**Dataset records:**
----

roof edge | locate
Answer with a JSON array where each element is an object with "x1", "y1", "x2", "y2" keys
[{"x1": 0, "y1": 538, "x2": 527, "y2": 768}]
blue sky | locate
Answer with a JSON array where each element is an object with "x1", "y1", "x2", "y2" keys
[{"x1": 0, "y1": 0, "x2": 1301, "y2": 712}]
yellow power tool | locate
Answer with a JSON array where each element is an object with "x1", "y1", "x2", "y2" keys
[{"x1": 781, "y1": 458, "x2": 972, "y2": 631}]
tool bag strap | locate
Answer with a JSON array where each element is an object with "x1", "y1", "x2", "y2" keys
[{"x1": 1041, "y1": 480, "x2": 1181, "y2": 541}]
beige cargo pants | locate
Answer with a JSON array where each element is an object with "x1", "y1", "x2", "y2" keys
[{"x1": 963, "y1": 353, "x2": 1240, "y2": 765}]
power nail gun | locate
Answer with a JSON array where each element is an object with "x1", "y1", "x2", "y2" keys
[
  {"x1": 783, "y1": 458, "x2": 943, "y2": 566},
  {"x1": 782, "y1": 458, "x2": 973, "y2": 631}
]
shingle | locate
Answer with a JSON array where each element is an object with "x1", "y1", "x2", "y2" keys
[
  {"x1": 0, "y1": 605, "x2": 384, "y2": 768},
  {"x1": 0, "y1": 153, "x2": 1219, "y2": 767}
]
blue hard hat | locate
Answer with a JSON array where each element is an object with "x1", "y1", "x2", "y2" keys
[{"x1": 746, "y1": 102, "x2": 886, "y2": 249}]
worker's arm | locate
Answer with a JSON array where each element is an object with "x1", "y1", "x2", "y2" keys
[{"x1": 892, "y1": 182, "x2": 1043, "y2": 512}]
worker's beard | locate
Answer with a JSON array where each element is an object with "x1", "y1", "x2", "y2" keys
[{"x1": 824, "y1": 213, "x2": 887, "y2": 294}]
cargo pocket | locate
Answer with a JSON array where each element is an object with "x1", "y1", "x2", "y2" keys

----

**EXERCISE BRIEF:** Print all the data exactly as shown above.

**PROBLEM SOLUTION:**
roof edge | locate
Answer with a JSON array where each element is an object with "x1", "y1", "x2", "y2" keys
[{"x1": 0, "y1": 538, "x2": 527, "y2": 768}]
blue sky | locate
Answer with a JSON array where each element is an object with "x1", "y1", "x2", "y2" keys
[{"x1": 0, "y1": 0, "x2": 1301, "y2": 712}]
yellow power tool | locate
Answer with a JSON array where each element is an object with "x1", "y1", "x2", "y2" keys
[{"x1": 781, "y1": 458, "x2": 972, "y2": 631}]
tool bag strap | locate
Answer with a JSON array where each element is an object with "x1", "y1", "x2", "y2" keys
[{"x1": 1041, "y1": 480, "x2": 1181, "y2": 541}]
beige cargo pants | locate
Answer with a JSON array where each element is an object with "x1", "y1", "x2", "y2" keys
[{"x1": 963, "y1": 353, "x2": 1240, "y2": 765}]
power nail gun | locate
Answer with a JSON array where each element is an object with "x1", "y1", "x2", "y2" keys
[
  {"x1": 783, "y1": 458, "x2": 943, "y2": 566},
  {"x1": 782, "y1": 458, "x2": 973, "y2": 631}
]
shingle | locate
Answer with a JSON array where each element is an object with "x1", "y1", "x2", "y2" keys
[
  {"x1": 0, "y1": 605, "x2": 384, "y2": 768},
  {"x1": 0, "y1": 153, "x2": 1219, "y2": 767}
]
blue hard hat | locate
Answer with a JSON array where each element is an object with "x1", "y1", "x2", "y2" keys
[{"x1": 746, "y1": 102, "x2": 886, "y2": 249}]
worker's arm | locate
Answer with a JSON array where each element is an object with "x1", "y1", "x2", "y2" keys
[{"x1": 892, "y1": 182, "x2": 1043, "y2": 512}]
worker's beard | locate
Answer with a JSON array where each element is an object with "x1", "y1", "x2", "y2" keys
[{"x1": 824, "y1": 213, "x2": 887, "y2": 294}]
cargo pocket | locate
Answer with a JSON array where each element is an object with "x1", "y1", "x2", "y2" keys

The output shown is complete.